→ **Your tasks**:
A) Name every graph layout algorithm that the word network excerpt mentions.
B) Carry on the write-up about visualizing the word network, picking up right after its last sentence.

There are 4,801 words (nodes). Note that we have removed all the stop-words. There are 267,668 directed relations (directed edges) between the nodes in the network.

To physically view the entire graph is daunting due to the computer memory required. We create an edge list and use Gephi for large network visualization. This step is done below.

# this need to be evaluated only once and save the csv file.
elQ = as_edgelist(igphQ)
elQ = as.data.frame(elQ)
elQ = elQ %>% rename("Source" = V1, "Target" = V2 )
write_csv(elQ,"elQ.csv")

Network visualization requires graph layout algorithms such as Force Atlas, Fruchterman-Reingold, Kamada-Kawai, and many others. These algorithms help two-dimensional visualizations of network structures by expanding the position of the nodes like a “spring” system and “coloring” process. The nodes are expanded and the edges are stretched to the furthest possible distance. Depending on the objective of the visualization, different algorithms are used. We will use the force-directed graph layout algorithms of Fruchterman-Reingold - which is a combination of applying attractive forces using the edges and repulsive forces on the nodes so that the nodes are spanned out systematically to produce visual results.6

4 General network layout

Here we present the general layout based on the Fruchterman-Reingold algorithm. The dots represent the nodes (each word for the 4,801 total words or nodes), and the lines (of various colors) represent the edges (or relations) between the words (nodes). The size and gradient intensity of the nodes are adjusted for the number of edges (relations) it has. We can see visually that it is a very dense and highly “connected” network.

[Data lines]
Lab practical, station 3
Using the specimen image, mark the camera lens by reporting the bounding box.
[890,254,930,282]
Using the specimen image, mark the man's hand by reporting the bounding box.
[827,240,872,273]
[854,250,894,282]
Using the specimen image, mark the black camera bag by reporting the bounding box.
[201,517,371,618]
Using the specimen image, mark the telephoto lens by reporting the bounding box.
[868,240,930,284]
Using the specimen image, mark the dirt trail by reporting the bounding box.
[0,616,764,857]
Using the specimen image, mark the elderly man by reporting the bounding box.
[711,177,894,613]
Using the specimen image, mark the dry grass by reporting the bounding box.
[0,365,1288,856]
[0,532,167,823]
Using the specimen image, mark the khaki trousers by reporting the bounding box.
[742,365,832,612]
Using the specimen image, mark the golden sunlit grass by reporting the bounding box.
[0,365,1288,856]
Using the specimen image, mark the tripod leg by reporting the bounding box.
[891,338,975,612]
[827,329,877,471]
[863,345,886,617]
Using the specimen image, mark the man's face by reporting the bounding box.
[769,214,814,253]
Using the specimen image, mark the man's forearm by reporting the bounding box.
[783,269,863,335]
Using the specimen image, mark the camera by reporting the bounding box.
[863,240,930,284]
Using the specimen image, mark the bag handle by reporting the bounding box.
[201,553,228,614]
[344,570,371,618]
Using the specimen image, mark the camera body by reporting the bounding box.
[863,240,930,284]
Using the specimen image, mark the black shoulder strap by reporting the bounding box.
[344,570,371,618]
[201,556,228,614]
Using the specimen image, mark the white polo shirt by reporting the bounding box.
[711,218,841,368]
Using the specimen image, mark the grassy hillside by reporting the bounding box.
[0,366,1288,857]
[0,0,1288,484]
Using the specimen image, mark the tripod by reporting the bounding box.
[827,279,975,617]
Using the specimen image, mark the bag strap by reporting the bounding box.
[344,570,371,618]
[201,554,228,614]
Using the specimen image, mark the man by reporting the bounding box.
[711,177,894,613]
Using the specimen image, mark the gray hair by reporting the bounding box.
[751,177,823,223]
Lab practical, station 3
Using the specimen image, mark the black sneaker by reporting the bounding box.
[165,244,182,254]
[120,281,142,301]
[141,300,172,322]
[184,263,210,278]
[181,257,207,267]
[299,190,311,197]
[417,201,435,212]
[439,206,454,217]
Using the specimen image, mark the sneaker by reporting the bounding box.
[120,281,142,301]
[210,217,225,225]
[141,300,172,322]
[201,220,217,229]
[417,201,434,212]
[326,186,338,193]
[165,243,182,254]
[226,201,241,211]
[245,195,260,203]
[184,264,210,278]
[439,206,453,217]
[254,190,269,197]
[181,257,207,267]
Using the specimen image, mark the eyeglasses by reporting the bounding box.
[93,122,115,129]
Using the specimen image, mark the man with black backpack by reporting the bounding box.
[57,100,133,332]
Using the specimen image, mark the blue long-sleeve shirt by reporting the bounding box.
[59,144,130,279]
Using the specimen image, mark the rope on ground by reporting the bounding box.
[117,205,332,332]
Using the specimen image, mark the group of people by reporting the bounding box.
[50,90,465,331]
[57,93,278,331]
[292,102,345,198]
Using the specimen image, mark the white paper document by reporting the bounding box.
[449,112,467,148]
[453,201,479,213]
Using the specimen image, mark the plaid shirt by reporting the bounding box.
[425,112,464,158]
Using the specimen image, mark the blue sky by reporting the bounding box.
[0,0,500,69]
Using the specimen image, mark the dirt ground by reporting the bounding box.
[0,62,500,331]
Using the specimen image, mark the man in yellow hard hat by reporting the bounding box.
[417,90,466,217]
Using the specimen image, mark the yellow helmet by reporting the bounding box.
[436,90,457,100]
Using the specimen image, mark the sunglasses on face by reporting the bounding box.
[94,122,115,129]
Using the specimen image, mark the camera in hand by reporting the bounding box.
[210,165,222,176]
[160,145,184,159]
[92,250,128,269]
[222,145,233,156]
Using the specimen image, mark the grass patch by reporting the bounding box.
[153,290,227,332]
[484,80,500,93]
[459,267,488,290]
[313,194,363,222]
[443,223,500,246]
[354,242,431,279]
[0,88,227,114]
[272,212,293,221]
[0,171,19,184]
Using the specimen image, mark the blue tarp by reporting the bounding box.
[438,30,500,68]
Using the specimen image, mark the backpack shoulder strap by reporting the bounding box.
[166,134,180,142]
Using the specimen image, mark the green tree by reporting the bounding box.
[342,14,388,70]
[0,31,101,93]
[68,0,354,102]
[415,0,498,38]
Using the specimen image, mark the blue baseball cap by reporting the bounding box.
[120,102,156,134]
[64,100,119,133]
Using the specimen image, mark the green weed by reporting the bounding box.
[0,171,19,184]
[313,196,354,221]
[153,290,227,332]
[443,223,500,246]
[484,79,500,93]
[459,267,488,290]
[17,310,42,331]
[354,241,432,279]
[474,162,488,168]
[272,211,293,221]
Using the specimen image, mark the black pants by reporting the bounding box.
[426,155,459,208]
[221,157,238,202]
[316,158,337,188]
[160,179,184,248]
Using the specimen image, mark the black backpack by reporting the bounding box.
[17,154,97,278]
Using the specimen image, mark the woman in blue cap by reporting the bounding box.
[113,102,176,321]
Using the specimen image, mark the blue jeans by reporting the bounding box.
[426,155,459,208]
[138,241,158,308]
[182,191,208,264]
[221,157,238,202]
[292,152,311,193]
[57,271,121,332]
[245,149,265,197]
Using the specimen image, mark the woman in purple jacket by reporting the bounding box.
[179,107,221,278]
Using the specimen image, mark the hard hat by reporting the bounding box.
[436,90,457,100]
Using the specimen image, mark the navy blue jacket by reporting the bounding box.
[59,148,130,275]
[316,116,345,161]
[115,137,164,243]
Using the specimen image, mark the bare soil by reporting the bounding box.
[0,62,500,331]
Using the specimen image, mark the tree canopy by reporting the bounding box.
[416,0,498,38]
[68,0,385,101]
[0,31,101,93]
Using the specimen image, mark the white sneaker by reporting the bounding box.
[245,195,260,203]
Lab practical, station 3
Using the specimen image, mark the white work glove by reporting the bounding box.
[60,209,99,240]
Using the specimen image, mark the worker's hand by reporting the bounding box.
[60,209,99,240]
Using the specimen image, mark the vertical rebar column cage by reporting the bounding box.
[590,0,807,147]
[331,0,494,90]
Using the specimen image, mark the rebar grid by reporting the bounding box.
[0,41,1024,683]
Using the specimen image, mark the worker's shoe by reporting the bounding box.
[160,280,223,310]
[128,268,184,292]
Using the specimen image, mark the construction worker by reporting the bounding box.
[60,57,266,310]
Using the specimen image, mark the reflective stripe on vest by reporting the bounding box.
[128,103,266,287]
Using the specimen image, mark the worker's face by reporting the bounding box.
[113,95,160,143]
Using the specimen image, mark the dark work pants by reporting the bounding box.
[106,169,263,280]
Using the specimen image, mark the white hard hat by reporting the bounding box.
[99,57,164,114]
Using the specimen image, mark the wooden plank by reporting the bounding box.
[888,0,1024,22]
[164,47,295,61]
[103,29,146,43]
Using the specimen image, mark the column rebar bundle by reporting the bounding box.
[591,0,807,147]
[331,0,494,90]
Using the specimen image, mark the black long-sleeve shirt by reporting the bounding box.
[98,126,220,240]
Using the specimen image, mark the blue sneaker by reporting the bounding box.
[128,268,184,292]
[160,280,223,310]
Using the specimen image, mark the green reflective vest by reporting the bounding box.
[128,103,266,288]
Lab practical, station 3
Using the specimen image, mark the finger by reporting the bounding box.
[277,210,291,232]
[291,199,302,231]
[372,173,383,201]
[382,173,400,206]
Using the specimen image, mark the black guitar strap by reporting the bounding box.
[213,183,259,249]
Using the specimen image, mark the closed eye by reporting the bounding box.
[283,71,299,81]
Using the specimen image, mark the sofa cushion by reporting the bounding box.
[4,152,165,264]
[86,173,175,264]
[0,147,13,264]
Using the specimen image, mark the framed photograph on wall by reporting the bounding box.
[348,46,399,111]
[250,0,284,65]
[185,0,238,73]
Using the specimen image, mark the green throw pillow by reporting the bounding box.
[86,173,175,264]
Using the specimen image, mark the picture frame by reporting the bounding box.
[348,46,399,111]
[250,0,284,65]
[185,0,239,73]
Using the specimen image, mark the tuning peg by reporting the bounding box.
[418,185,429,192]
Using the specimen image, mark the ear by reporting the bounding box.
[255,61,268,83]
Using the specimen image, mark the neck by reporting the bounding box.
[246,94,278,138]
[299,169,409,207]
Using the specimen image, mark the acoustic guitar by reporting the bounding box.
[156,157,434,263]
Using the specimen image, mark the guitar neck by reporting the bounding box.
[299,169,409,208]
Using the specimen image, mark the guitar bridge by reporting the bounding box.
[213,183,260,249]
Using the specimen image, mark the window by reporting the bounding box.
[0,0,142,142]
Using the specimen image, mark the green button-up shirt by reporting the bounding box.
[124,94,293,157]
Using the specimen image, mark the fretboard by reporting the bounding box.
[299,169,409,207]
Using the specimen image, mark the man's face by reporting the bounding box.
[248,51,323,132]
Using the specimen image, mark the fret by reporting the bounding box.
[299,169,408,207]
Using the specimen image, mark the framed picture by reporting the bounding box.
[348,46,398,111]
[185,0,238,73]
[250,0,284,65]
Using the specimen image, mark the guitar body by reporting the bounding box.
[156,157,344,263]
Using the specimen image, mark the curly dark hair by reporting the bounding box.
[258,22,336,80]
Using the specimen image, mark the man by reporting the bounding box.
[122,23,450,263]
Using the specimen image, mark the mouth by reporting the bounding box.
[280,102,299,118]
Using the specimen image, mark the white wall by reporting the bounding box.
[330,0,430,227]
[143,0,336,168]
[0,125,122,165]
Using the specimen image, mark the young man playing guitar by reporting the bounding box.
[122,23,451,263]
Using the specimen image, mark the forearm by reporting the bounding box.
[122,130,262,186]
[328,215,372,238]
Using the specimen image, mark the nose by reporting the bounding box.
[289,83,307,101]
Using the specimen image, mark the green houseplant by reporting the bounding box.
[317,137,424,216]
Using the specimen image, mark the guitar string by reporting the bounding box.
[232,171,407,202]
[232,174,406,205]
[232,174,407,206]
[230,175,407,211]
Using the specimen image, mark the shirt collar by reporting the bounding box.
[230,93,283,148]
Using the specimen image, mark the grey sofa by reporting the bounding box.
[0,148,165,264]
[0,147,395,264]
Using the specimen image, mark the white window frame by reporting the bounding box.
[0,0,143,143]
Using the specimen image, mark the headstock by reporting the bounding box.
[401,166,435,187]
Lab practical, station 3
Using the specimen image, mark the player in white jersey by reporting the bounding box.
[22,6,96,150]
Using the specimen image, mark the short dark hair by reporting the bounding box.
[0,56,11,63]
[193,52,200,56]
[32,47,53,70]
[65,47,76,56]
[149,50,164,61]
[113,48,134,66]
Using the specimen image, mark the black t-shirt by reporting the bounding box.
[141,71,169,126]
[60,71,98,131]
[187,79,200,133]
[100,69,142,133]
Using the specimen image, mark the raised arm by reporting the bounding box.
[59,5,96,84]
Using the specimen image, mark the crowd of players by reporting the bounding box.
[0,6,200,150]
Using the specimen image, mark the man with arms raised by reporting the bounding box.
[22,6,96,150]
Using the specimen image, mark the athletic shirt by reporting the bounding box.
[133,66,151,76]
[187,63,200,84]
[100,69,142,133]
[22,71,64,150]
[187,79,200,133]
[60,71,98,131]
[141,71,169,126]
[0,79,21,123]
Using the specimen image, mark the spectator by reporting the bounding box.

→ **Replies**:
A) Force Atlas, Fruchterman-Reingold, Kamada-Kawai

B)
Quran English word co-occurence network

Quran English word co-occurence network

A snapshot zoomed to the center of the network is shown below, where we can observe the appearance of extremely large nodes (words) which are densely related to almost all other nodes (words) in the network.

Close up view of the center of the network

Close up view of the center of the network

At the center of the network are the main words - Allah, Lord, people, Muhammad, etc., which are similar to the network shown before for the top 50, 100, and 200 words.

A clear emergent structure of the network is obviously prominent: the main subject matter is Allah (SWT), surrounded by other subject matters: the Lord, Prophet Muhammad (SAW), the people, and other related subject matters. Furthermore, we observe what is called hub-and-spoke structure of the network whereby few nodes (words) serve as hubs and evidently a single word (kalimah) is the main hub, which is Allah(SWT), and few other words serve as supporting hubs. We will explore this later.

4.1 General structure of the network

There are a few structures of networks that will be of interest, namely: diameter, paths and distances, connectedness, clustering, and modulairy measures of the network. These are the subjects we will turn to next.

Diameter and average distance and maximum distance

The network diameter is 6, which means that any word is less than 5 words away from any other word and the average distance is 2.55. These properties very strongly indicate how closely related are all the words in the Quran and the conciseness of the sentences in the text. As a comparison, the network diameter for the internet is 6.98, and its diameter is 26. The closest network in nature which exhibits similar measures is the E.coli metabolism network, which has a diameter of 8 and an average distance of 2.98. Lower diameters and average distances are good measures of “efficiencies” in a large network. In the case of the English Quran, the measures clearly imply that the words in the texts are used with extreme efficiency.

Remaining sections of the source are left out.